▸ **Work to complete**
Return the material below in full and exactly.

────

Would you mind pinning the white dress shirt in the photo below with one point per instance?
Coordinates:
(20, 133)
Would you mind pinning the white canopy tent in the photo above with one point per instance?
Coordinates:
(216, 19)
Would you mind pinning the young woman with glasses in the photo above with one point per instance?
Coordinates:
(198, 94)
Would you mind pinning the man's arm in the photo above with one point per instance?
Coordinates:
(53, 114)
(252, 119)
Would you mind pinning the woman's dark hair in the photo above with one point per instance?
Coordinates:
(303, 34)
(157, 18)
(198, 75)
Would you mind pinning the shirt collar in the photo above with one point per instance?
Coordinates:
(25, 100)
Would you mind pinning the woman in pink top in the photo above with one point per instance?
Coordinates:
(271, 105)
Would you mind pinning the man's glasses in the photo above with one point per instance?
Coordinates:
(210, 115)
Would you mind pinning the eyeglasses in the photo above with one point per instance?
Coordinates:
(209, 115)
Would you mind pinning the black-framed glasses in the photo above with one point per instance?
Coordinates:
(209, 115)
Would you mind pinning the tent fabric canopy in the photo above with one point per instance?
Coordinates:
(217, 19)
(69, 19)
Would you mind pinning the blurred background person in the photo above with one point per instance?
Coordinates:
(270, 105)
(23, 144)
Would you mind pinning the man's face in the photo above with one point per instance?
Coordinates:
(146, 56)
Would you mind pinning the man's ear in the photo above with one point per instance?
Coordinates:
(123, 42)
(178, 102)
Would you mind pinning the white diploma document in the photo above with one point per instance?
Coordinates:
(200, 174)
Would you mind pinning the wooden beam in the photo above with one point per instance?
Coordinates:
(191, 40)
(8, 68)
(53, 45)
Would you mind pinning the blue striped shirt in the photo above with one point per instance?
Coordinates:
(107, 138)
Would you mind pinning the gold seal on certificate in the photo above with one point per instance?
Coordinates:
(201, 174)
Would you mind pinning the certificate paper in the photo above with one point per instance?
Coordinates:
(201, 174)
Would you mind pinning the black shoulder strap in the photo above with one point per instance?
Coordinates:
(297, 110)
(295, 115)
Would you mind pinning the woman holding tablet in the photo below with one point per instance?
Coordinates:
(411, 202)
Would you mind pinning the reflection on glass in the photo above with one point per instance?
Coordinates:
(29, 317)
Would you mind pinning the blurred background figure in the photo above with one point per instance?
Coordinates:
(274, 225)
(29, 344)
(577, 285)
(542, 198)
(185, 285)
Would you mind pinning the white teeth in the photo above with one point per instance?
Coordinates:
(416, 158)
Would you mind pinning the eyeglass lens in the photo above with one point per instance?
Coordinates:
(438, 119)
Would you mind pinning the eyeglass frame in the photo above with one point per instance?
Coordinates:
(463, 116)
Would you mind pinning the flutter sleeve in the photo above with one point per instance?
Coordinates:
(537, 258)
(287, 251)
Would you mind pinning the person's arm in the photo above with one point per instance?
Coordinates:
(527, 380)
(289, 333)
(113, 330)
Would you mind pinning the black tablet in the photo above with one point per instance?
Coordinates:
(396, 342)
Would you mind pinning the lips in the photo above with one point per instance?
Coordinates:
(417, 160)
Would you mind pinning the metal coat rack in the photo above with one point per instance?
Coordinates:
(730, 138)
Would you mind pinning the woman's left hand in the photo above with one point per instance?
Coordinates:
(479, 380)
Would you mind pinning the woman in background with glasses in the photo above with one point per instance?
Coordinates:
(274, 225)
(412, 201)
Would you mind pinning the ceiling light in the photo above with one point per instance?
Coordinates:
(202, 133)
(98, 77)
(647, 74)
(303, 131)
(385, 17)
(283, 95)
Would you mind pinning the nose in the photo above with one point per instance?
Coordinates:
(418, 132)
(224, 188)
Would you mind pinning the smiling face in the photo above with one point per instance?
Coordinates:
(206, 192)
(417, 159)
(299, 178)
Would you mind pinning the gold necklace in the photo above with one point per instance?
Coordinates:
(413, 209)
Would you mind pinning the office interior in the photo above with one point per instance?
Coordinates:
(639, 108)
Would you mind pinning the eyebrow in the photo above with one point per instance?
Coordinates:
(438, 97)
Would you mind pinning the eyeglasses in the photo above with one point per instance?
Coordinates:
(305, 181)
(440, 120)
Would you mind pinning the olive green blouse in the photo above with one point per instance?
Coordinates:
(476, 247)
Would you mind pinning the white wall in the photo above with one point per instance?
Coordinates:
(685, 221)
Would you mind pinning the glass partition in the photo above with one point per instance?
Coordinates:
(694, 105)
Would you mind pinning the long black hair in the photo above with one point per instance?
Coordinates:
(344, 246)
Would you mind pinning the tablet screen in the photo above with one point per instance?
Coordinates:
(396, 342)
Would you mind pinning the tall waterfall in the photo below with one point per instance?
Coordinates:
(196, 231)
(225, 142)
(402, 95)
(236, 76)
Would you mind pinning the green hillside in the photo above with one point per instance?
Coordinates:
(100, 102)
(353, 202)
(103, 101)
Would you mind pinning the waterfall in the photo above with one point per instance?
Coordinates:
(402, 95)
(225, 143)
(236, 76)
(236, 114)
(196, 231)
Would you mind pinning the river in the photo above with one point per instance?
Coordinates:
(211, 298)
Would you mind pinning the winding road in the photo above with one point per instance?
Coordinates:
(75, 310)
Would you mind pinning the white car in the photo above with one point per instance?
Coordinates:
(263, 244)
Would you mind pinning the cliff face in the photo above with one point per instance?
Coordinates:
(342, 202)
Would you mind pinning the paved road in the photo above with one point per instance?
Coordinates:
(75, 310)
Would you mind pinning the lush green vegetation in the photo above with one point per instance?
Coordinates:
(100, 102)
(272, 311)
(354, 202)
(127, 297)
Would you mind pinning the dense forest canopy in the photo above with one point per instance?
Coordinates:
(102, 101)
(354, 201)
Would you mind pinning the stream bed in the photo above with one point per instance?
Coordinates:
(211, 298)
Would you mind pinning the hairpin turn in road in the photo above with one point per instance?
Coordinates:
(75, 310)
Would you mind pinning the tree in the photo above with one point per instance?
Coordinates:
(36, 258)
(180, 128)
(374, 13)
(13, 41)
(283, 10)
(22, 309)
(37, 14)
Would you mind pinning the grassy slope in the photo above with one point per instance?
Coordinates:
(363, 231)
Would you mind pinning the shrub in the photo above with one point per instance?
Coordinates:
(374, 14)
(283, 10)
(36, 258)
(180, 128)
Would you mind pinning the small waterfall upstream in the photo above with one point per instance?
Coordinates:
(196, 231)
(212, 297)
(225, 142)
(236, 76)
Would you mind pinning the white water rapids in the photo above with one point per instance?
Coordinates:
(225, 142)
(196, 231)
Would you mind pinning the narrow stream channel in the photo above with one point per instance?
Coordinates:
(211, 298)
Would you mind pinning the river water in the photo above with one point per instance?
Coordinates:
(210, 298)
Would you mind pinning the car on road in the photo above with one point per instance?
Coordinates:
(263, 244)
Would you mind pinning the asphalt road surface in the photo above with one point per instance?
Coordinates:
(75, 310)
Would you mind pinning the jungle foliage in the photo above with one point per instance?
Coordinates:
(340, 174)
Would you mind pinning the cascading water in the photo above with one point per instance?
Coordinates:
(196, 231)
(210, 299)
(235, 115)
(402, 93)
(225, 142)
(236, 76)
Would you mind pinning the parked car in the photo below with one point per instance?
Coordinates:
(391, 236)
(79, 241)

────

▸ **Result of this exercise**
Would you mind pinning the white dress shirt in the photo below with one point per instance?
Coordinates:
(20, 133)
Would you mind pinning the white canopy tent in the photo above with one point per instance?
Coordinates:
(216, 19)
Would you mind pinning the young woman with glasses in the photo above with one point per instance?
Coordinates:
(198, 94)
Would you mind pinning the man's arm in the photo above with one point per instance?
Coordinates:
(53, 114)
(252, 119)
Would you mind pinning the woman's dark hair in the photo above with one point per instance?
Coordinates:
(303, 34)
(157, 18)
(198, 75)
Would you mind pinning the shirt collar in the photo above with one point per instance?
Coordinates:
(25, 100)
Would you mind pinning the woman in pink top in the photo above with one point per instance?
Coordinates:
(271, 105)
Would you mind pinning the man's glasses in the photo above with one point per instance?
Coordinates:
(210, 115)
Would you mind pinning the eyeglasses in the photo above with one point per instance?
Coordinates:
(209, 115)
Would you mind pinning the black-framed glasses in the photo above with one point per instance?
Coordinates:
(209, 115)
Would you mind pinning the tent fabric canopy in the photo above with one point per instance?
Coordinates:
(217, 19)
(69, 19)
Would you mind pinning the blurred background person in the photo above with one point per instance?
Coordinates:
(270, 105)
(23, 144)
Would you mind pinning the man's face in the photo above with one point per instance?
Coordinates:
(146, 56)
Would you mind pinning the man's ear in the photo above with one point per instance?
Coordinates:
(123, 42)
(178, 102)
Would you mind pinning the white diploma document in the photo above with one point per instance?
Coordinates:
(200, 174)
Would you mind pinning the wooden beam in the photo above with one point per instance?
Coordinates:
(191, 40)
(8, 68)
(53, 45)
Would you mind pinning the blue striped shirt in the photo above with one point per instance?
Coordinates:
(107, 138)
Would you mind pinning the gold seal on certificate in the photo above with one point per instance?
Coordinates:
(201, 174)
Would you mind pinning the certificate paper in the photo above with one point per instance?
Coordinates:
(201, 174)
Would you mind pinning the black shoulder strap in the photo above with one point per instance?
Coordinates:
(297, 110)
(295, 115)
Would you mind pinning the woman holding tablet in the photo below with one point per instance?
Coordinates:
(411, 202)
Would you mind pinning the reflection on glass in the photo above with one point per instance?
Coordinates:
(29, 317)
Would you mind pinning the blurred background figure in the photo above with one point per instance?
Coordinates:
(274, 225)
(29, 344)
(577, 285)
(542, 198)
(185, 285)
Would you mind pinning the white teeth in the photo above with one point per instance?
Coordinates:
(416, 158)
Would you mind pinning the eyeglass lens in the photo above with one point per instance?
Coordinates:
(438, 119)
Would you mind pinning the eyeglass frame in the photo above with one point per instance?
Coordinates:
(463, 116)
Would you mind pinning the flutter sleeve in the photo above with one point per instance?
Coordinates:
(537, 258)
(287, 251)
Would you mind pinning the person's arm in the photo above with one point per instance?
Coordinates:
(527, 380)
(289, 333)
(113, 330)
Would you mind pinning the black tablet in the photo above with one point per instance?
Coordinates:
(396, 342)
Would you mind pinning the lips in the photo above with one point per instance?
Coordinates:
(417, 160)
Would you mind pinning the metal coat rack in the photo above with one point per instance?
Coordinates:
(730, 138)
Would you mind pinning the woman's left hand in the photo above with one point per instance?
Coordinates:
(479, 380)
Would you mind pinning the woman in background with glasses in the photo above with one point per instance?
Coordinates:
(274, 225)
(412, 201)
Would you mind pinning the ceiling light in the photo above with one point per instance?
Coordinates:
(202, 133)
(98, 77)
(647, 74)
(303, 131)
(385, 17)
(283, 95)
Would you mind pinning the nose in the photo above with one point per instance?
Coordinates:
(418, 132)
(224, 188)
Would you mind pinning the smiling face in the photo above with one point per instance?
Coordinates:
(206, 192)
(417, 159)
(299, 178)
Would you mind pinning the gold necklace in the photo above with one point per instance?
Coordinates:
(413, 209)
Would you mind pinning the office interior in the photo above with one point per instance?
Coordinates:
(639, 108)
Would you mind pinning the eyebrow in the photo above with one point per instance?
Coordinates:
(438, 97)
Would you mind pinning the eyeglasses in the photo above with one point per instance?
Coordinates:
(305, 181)
(440, 120)
Would you mind pinning the olive green blouse in the photo above with one point per instance?
Coordinates:
(476, 247)
Would you mind pinning the white wall in the photo above with one point per instance?
Coordinates:
(685, 221)
Would you mind pinning the glass partition in the photo above with one point per instance?
Coordinates:
(694, 105)
Would you mind pinning the long black hair in the photo above with one point per instance?
Coordinates:
(344, 246)
Would you mind pinning the tablet screen in the photo above with one point per instance?
Coordinates:
(396, 342)
Would you mind pinning the tall waterfall in the photo below with one point per instance?
Coordinates:
(196, 231)
(225, 142)
(402, 95)
(236, 76)
Would you mind pinning the green hillside in the photo above with one point per instance?
Coordinates:
(100, 102)
(353, 202)
(103, 101)
Would you mind pinning the waterfall in the photo above with one point per instance?
Coordinates:
(402, 95)
(225, 143)
(236, 76)
(236, 114)
(196, 231)
Would you mind pinning the river in the photo above with one point per instance?
Coordinates:
(211, 298)
Would you mind pinning the winding road in the photo above with one point per instance?
Coordinates:
(75, 310)
Would you mind pinning the white car in the photo above with one point per instance?
Coordinates:
(263, 244)
Would you mind pinning the cliff face in the photo above with one point per instance?
Coordinates:
(342, 202)
Would you mind pinning the paved road in the photo above with one point per instance?
Coordinates:
(75, 310)
Would you mind pinning the lush green vegetation in the photo above with one point per instance?
Coordinates:
(100, 102)
(272, 311)
(354, 202)
(127, 297)
Would you mind pinning the dense forest canopy in the photo above with one point per instance?
Coordinates:
(102, 101)
(354, 201)
Would you mind pinning the stream bed in the photo above with one point per instance?
Coordinates:
(211, 298)
Would you mind pinning the hairpin turn in road in the photo above with one point per instance?
Coordinates:
(75, 310)
Would you mind pinning the tree in the photo above with one point per instance?
Coordinates:
(36, 258)
(180, 128)
(374, 13)
(13, 41)
(283, 10)
(22, 309)
(37, 14)
Would you mind pinning the grassy slope in the photo above with one point per instance?
Coordinates:
(363, 231)
Would you mind pinning the shrub in the photo above with one point per instance?
Coordinates:
(374, 14)
(283, 10)
(36, 258)
(180, 128)
Would you mind pinning the small waterfall upstream in the photo above with one point per instance?
Coordinates:
(196, 231)
(212, 297)
(225, 142)
(236, 76)
Would you mind pinning the white water rapids in the photo above with one point per instance?
Coordinates:
(225, 142)
(196, 231)
Would you mind pinning the narrow stream channel in the photo above with one point per instance?
Coordinates:
(211, 298)
Would you mind pinning the river water in the photo above with one point per instance?
Coordinates:
(210, 298)
Would you mind pinning the car on road in the photo above with one point per instance?
Coordinates:
(263, 244)
Would you mind pinning the asphalt road surface in the photo above with one point per instance?
Coordinates:
(75, 310)
Would you mind pinning the jungle foliage in the photo above with one point per instance?
Coordinates:
(340, 174)
Would you mind pinning the cascading water in the photo above with one point per instance?
Coordinates:
(196, 231)
(210, 299)
(235, 115)
(402, 93)
(225, 142)
(236, 76)
Would you mind pinning the parked car in the photo below with one point per instance?
Coordinates:
(391, 236)
(79, 241)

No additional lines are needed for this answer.